**PROBLEM REQUIREMENTS**
Return all the lines below in which the string "calm" appears.

── GIVEN INFORMATION

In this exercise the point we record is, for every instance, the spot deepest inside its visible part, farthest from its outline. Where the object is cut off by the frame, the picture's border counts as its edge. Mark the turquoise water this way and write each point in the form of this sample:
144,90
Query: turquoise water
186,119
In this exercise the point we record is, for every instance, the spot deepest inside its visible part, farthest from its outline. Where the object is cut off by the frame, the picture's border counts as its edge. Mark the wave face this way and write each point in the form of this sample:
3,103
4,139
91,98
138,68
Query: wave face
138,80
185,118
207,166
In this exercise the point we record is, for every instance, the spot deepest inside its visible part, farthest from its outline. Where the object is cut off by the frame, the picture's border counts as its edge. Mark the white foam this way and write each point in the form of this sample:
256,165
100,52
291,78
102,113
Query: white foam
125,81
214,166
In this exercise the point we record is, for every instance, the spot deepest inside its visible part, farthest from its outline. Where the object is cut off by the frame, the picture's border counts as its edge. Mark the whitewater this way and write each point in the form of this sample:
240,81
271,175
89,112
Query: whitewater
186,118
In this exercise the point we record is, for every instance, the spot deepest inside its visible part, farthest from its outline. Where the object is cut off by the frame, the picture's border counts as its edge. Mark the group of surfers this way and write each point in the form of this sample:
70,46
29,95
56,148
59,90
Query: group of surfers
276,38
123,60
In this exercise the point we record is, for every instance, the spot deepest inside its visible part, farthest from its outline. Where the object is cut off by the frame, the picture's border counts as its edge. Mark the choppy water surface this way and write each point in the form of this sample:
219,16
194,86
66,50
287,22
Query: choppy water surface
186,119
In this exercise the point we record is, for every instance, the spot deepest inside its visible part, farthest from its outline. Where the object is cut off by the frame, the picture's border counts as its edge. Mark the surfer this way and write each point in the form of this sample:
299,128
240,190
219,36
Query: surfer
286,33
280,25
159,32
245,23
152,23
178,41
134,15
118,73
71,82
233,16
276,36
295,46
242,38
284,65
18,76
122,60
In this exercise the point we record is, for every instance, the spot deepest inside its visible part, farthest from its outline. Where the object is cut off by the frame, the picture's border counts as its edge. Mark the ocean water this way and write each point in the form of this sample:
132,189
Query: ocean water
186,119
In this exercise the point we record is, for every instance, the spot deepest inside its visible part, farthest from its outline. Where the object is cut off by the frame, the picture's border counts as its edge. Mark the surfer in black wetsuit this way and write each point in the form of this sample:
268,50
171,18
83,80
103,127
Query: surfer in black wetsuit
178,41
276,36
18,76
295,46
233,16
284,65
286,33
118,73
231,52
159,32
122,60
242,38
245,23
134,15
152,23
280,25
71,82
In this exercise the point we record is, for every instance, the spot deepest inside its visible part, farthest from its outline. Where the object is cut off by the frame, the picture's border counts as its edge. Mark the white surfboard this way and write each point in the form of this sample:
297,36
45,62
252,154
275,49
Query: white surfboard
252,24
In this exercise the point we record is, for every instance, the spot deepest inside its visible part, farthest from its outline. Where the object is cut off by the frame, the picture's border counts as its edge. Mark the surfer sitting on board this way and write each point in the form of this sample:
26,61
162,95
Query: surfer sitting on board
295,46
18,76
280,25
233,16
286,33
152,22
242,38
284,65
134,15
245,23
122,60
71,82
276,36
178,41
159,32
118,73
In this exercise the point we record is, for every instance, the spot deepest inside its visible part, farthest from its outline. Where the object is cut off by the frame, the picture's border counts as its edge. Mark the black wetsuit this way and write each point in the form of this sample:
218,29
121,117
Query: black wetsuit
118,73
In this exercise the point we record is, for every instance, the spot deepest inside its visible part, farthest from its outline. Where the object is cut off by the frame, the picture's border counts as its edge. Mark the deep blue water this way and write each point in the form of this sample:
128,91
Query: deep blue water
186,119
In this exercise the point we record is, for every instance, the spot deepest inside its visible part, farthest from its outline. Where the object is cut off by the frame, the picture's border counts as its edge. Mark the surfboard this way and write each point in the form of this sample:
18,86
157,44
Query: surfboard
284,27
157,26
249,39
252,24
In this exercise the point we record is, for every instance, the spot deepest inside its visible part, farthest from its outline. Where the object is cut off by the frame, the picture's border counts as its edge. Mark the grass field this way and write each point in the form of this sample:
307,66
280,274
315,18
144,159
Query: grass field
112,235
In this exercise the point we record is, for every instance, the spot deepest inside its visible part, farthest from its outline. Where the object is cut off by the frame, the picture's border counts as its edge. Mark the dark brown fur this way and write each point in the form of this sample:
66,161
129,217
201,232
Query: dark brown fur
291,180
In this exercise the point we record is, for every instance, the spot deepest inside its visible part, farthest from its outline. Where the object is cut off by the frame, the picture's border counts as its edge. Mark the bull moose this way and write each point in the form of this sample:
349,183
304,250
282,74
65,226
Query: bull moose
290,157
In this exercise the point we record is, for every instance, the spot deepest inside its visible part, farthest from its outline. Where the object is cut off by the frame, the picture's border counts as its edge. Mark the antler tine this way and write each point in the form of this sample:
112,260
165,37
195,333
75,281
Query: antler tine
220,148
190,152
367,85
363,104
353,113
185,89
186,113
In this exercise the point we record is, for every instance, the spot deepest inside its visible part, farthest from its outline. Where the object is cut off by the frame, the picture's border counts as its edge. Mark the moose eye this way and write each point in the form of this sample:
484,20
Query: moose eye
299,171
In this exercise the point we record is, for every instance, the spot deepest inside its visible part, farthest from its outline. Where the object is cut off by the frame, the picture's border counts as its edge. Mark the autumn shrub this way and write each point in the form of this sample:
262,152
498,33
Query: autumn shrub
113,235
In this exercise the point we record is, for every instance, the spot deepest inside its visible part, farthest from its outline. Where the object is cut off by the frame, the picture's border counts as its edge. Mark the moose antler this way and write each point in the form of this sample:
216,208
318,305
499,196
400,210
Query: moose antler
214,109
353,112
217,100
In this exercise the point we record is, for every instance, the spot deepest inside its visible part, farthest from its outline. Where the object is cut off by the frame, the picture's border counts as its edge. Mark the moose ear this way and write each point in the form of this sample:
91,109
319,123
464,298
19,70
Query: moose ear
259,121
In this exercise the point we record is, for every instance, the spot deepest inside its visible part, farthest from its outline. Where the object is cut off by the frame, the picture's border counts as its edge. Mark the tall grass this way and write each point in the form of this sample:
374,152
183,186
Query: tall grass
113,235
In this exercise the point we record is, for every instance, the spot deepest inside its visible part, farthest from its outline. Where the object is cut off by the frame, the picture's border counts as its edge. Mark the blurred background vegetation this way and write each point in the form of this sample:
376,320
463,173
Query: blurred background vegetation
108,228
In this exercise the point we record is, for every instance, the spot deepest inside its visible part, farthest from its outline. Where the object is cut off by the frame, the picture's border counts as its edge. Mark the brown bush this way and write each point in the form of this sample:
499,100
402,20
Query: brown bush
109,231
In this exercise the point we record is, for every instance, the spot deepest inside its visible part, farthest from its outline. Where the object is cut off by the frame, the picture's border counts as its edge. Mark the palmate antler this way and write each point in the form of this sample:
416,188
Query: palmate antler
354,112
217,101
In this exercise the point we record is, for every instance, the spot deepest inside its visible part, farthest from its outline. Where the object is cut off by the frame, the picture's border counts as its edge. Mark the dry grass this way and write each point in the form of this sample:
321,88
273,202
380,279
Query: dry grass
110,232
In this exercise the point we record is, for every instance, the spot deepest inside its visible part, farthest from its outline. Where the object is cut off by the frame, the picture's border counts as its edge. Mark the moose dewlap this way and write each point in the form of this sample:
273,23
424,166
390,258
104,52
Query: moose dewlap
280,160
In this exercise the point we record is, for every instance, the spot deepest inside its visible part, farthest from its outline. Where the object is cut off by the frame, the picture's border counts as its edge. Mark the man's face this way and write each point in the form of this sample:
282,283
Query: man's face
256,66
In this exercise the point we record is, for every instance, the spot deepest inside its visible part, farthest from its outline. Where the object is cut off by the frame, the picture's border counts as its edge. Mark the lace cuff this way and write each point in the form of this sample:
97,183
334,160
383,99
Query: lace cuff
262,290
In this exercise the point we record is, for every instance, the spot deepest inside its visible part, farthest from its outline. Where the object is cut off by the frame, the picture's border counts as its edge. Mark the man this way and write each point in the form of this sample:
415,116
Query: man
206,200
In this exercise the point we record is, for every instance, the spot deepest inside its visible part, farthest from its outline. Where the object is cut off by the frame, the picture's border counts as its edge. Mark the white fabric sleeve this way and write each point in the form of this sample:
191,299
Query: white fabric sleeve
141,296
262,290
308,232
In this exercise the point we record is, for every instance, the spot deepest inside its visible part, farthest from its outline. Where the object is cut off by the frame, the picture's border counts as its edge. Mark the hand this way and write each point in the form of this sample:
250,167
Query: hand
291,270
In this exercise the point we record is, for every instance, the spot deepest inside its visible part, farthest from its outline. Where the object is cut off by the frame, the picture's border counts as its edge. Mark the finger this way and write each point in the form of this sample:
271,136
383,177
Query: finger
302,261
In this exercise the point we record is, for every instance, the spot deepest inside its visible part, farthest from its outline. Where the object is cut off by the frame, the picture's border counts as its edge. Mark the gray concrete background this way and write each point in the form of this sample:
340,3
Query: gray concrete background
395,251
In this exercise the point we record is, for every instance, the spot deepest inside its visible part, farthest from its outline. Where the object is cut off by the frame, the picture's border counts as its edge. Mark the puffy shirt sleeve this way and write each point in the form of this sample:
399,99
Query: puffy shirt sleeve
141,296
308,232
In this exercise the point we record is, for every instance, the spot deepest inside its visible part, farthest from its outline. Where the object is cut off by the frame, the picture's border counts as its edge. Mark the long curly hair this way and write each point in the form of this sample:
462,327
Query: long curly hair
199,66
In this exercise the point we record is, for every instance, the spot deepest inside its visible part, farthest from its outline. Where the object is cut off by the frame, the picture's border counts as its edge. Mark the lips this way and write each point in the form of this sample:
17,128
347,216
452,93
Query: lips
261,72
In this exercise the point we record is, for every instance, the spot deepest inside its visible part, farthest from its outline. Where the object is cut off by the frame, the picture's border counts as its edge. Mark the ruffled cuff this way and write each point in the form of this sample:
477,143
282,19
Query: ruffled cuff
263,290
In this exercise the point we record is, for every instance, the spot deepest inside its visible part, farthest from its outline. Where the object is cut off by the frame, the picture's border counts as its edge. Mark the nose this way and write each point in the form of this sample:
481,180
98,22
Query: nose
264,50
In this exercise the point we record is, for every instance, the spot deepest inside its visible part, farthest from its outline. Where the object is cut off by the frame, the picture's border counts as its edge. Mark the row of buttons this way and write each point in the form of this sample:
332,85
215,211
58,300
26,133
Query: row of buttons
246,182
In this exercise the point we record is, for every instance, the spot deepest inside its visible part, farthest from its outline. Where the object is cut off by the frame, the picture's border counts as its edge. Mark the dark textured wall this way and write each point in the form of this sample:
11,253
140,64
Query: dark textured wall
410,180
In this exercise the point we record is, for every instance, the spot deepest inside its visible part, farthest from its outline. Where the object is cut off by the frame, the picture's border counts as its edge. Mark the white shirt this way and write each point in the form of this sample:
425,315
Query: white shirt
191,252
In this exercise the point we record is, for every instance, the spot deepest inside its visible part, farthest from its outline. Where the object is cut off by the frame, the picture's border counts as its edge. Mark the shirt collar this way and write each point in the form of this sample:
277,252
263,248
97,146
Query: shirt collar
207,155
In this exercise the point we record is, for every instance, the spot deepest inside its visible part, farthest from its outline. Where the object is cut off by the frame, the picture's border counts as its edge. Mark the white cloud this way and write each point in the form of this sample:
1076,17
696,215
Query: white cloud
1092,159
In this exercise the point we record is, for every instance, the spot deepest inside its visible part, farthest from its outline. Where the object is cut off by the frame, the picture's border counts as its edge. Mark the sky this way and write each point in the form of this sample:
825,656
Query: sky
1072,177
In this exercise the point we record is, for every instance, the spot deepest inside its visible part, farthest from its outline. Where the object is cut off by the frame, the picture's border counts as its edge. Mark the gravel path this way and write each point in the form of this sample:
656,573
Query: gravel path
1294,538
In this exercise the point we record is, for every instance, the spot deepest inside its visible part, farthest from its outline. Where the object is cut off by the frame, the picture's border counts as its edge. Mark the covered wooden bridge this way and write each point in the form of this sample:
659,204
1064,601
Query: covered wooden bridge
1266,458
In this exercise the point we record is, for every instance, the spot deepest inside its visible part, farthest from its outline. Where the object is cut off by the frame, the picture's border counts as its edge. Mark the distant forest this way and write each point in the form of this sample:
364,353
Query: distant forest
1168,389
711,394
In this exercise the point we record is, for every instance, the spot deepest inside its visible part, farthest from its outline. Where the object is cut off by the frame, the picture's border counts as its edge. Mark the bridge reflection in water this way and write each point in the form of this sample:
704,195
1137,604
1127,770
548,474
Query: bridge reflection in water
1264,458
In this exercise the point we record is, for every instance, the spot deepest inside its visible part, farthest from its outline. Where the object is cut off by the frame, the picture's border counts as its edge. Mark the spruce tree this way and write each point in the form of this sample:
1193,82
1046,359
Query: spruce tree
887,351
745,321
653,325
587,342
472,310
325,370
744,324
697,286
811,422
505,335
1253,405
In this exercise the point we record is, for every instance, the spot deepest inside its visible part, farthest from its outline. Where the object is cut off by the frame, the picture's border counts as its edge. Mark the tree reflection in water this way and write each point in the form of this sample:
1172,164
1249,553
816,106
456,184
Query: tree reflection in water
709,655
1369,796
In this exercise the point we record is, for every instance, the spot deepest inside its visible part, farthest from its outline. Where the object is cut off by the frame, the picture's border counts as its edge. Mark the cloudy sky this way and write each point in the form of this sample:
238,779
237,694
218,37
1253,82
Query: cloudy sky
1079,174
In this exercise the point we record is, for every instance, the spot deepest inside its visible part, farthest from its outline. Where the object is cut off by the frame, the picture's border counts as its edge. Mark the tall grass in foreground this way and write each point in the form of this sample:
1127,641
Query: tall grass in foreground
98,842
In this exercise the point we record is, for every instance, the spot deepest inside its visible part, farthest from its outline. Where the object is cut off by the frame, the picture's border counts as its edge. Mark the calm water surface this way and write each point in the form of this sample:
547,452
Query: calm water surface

────

**ANSWER TO THE PROBLEM**
In this exercise the point we record is, for every instance, the spot deepest inside its visible part, farthest from its outline. Where the object is cut off by the frame, the picture's border counts as its edge. Mark the calm water surface this way and write each point in the form of this sample:
Query: calm water surface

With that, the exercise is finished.